The weight of intersectional identities as a queer woman of color and CEO of a biotech company in Silicon Valley.
And how my perspective has changed from a year ago to today.
Hi! This is my first post and thank you so much for being here. My name is Hannah. I started this newsletter at the beginning of 2023 to document the ways I think about running a biotech startup, writing, building meaningful relationships, and everything in between. I aim to send out a newsletter every week about something I’ve been noodling about. If you want to know more, head over to my about page.
This post is broken up in to two sections. The first is a blog post I had written back in February of 2022 that I ended up not posting because I had deemed it too personal to share on the internet at the time. The second is my reaction to reading that blog post almost 1 year later in January of 2023.
The weight of intersectional identities as a queer woman of color and CEO of a biotech company in Silicon Valley.
As a Chinese adoptee growing up in a conservative small town in Central Pennsylvania, I have always craved a sense of belonging. My adolescence was spent constantly navigating the in-between of publicly fitting in for survival and privately struggling to define who I actually was for self-preservation. It wasn’t until moving to California for graduate school that I was able to exist as an Asian American woman without others adding an asterisk at the end to clarify that I was somehow less than because my parents are white. Shortly after resolving the tension of my racial identity, the rest of my mind was free to explore what else was harboring in the folds of my brain and I came out to myself as queer a few months later.

A series of records:
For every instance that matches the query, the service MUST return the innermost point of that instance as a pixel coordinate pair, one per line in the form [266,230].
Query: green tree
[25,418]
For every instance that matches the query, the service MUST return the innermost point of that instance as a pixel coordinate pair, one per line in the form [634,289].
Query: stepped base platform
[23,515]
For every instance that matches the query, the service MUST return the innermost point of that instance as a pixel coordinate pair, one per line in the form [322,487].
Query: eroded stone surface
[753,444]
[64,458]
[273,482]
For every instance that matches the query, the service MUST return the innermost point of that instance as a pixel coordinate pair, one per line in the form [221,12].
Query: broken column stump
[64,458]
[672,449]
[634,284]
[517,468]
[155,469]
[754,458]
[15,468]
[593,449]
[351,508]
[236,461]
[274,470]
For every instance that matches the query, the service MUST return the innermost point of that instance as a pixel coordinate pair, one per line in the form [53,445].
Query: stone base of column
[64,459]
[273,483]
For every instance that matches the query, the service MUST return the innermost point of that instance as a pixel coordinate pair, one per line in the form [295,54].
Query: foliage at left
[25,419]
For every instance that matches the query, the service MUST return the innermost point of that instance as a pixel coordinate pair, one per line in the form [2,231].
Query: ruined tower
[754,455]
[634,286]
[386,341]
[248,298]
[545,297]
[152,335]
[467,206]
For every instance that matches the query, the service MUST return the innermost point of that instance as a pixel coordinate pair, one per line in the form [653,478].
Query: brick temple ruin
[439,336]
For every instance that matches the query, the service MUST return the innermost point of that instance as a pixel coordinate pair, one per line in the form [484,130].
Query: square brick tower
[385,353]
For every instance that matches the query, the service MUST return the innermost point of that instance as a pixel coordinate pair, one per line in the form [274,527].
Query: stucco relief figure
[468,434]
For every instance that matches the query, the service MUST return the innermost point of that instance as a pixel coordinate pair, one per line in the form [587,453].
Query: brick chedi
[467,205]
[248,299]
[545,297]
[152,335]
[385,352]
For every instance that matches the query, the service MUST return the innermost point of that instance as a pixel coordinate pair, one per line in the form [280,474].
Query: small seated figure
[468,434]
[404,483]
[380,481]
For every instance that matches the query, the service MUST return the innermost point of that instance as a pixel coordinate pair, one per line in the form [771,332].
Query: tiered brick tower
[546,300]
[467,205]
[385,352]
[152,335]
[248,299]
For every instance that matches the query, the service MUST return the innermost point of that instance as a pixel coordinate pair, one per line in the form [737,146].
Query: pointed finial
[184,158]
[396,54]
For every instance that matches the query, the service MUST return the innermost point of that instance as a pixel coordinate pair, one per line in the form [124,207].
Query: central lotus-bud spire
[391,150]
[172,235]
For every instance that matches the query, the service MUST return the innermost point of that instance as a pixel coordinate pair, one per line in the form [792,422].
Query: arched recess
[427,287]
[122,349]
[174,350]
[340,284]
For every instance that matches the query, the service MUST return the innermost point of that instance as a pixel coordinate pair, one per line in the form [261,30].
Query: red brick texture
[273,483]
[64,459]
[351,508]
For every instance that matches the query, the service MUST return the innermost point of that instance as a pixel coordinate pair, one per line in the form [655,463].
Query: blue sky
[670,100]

BRIEF 1:
Reproduce the stretch of the newsletter post from "As a Chinese" through "few months later.".
BRIEF 2:
Continue the newsletter post on intersectional identity, picking up directly after its last sentence.

FINAL ANSWER 1:
As a Chinese adoptee growing up in a conservative small town in Central Pennsylvania, I have always craved a sense of belonging. My adolescence was spent constantly navigating the in-between of publicly fitting in for survival and privately struggling to define who I actually was for self-preservation. It wasn’t until moving to California for graduate school that I was able to exist as an Asian American woman without others adding an asterisk at the end to clarify that I was somehow less than because my parents are white. Shortly after resolving the tension of my racial identity, the rest of my mind was free to explore what else was harboring in the folds of my brain and I came out to myself as queer a few months later.

FINAL ANSWER 2:
The beautiful and incredibly difficult thing about intersectional identities is that they spin a web around you. On one hand, the web is an intricately complex and layered fabric of experience that lends insight to navigating our world in a way that is truly unmatched. I am able to experience life, love others, and connect with communities in a much deeper and meaningful way after having engaged with my identities instead of running away from them or trying to assimilate into a place I don’t belong. On the other hand, pressure from society to uphold the status quo and fit into the constraints of what success means puts weight on this web and attempts to hold me down.
This weight was felt acutely in July of 2021, right after I graduated with my PhD and transitioned to full time CEO of the company I co-founded the year prior.
I thought my life would become easier when I finished grad school. Splitting my time between grad student and startup founder for an entire year made my brain feel like it was pulling apart at the seams. I could feel my fingers digging into the middle of my skull and breaking it apart until the glue clinging everything together felt like stringy bubblegum.
“Just hold on,” I told myself, entering the survival mode that I had practiced for far too long in high school and college. “You just have to finish your thesis and then you can focus on just one thing. Then everything will feel like a breeze.”
Life did not get easier after I graduated. Actually, it felt like it became at least 4x harder.
What the fuck? I asked myself.
Why does this feel so much harder?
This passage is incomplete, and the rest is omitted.